Thursday, October 21, 2010

Food, the Never-Ending Dilemna

The real irony of our move to China is that I have never been a fan of Chinese food, or Asian food of any kind generally. I was won over to Mongolian barbeque when I received a gift certificate to Louisville's best establishment of that sort (2 Han's Mongolian Grill, don't miss it!) from a parent at conference time. I have no argument with the basic ingredients of Asian cooking (except the fondness for shellfish and other rubbery things), but the sauces and spices are not my cup of tea. I did try several Chinese places in Flagstaff and found dishes I liked, but of course everyone warned me that "real" Chinese food would be completely different, and would spoil me for American Chinese food.

▸ Supplied information

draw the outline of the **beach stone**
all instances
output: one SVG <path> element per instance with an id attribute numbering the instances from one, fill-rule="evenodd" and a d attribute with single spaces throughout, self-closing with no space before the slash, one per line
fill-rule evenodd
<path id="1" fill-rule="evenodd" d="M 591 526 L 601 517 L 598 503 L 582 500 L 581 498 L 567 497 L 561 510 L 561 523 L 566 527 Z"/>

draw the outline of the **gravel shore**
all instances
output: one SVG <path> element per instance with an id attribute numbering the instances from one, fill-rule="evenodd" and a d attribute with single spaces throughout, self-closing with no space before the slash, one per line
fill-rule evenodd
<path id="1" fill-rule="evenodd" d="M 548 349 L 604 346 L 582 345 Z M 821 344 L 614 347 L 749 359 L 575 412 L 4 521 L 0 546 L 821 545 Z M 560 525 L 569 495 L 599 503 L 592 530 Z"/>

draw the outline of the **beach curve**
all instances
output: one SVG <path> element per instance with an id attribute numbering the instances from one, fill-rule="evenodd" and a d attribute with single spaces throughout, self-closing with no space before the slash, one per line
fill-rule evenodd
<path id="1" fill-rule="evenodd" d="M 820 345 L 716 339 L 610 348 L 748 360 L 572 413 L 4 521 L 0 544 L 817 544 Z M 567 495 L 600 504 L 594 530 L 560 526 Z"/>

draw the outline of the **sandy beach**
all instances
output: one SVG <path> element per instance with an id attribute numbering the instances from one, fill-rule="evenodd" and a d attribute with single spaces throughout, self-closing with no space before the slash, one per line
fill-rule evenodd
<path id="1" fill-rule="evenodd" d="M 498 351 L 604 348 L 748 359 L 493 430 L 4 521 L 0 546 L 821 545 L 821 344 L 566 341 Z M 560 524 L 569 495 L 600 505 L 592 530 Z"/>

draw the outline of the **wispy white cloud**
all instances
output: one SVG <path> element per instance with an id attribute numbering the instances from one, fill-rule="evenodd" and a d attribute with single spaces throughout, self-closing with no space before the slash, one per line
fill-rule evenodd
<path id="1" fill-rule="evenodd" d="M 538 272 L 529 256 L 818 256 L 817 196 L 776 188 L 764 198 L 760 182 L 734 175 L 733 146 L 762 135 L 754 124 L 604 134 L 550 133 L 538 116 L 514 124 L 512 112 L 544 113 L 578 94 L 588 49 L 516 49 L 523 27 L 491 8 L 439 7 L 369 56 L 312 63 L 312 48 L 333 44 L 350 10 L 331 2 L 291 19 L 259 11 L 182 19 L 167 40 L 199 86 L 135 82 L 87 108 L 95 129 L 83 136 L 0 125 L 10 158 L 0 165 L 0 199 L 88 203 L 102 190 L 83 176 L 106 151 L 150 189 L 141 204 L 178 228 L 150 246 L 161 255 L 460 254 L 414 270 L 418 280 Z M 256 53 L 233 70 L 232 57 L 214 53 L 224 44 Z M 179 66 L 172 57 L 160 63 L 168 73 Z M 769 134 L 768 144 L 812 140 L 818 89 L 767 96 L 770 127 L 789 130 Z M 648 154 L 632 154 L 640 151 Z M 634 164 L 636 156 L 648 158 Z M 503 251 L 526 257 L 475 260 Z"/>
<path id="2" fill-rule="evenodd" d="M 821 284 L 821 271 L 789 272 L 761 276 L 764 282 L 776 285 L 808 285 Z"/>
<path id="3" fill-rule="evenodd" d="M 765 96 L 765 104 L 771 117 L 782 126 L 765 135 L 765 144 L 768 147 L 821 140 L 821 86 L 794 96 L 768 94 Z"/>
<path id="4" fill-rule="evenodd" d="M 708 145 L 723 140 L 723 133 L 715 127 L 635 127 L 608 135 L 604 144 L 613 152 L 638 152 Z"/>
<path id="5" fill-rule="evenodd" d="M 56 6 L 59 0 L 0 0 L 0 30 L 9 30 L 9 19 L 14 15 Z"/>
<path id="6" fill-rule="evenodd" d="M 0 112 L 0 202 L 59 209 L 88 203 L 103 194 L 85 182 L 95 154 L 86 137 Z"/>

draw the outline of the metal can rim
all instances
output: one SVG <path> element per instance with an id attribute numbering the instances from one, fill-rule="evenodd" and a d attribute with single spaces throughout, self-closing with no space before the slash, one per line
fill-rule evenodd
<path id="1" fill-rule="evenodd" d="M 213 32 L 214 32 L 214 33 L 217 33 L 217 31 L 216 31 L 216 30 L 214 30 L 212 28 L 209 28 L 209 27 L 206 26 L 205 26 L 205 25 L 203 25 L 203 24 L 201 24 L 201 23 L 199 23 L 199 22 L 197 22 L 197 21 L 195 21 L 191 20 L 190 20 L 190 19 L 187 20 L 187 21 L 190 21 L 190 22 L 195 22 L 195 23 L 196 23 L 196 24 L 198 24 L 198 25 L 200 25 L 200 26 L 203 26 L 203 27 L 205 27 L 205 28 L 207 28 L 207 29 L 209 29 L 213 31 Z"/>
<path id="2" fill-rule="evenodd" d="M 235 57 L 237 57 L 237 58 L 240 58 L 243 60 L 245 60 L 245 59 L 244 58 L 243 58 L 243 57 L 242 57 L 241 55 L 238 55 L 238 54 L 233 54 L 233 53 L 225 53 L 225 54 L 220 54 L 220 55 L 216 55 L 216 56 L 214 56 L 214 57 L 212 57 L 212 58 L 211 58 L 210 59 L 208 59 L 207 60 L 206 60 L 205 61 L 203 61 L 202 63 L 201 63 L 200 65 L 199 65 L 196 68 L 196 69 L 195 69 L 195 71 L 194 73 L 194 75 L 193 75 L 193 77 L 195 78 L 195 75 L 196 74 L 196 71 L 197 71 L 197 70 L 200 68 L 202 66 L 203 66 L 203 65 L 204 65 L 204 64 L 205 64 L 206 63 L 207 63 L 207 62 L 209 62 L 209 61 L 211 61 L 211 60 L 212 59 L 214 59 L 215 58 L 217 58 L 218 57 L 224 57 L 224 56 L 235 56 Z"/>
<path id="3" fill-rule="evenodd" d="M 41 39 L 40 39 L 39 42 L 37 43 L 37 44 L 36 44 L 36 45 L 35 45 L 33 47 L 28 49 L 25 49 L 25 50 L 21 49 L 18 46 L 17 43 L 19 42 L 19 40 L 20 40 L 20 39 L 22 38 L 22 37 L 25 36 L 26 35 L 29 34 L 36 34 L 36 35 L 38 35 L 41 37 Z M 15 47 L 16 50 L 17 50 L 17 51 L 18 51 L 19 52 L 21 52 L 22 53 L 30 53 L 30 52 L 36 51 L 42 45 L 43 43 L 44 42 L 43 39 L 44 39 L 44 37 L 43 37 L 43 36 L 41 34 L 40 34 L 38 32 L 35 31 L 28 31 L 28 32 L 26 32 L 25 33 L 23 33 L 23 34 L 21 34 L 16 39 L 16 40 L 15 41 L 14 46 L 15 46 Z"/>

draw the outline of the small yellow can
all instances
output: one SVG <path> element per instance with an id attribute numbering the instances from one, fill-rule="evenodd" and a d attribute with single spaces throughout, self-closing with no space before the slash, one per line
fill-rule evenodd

▸ The task
Please quote the blog post on food, starting with the words "Food, the Never-Ending" and ending after "American Chinese food.".

▸ Written response
Food, the Never-Ending Dilemna

The real irony of our move to China is that I have never been a fan of Chinese food, or Asian food of any kind generally. I was won over to Mongolian barbeque when I received a gift certificate to Louisville's best establishment of that sort (2 Han's Mongolian Grill, don't miss it!) from a parent at conference time. I have no argument with the basic ingredients of Asian cooking (except the fondness for shellfish and other rubbery things), but the sauces and spices are not my cup of tea. I did try several Chinese places in Flagstaff and found dishes I liked, but of course everyone warned me that "real" Chinese food would be completely different, and would spoil me for American Chinese food.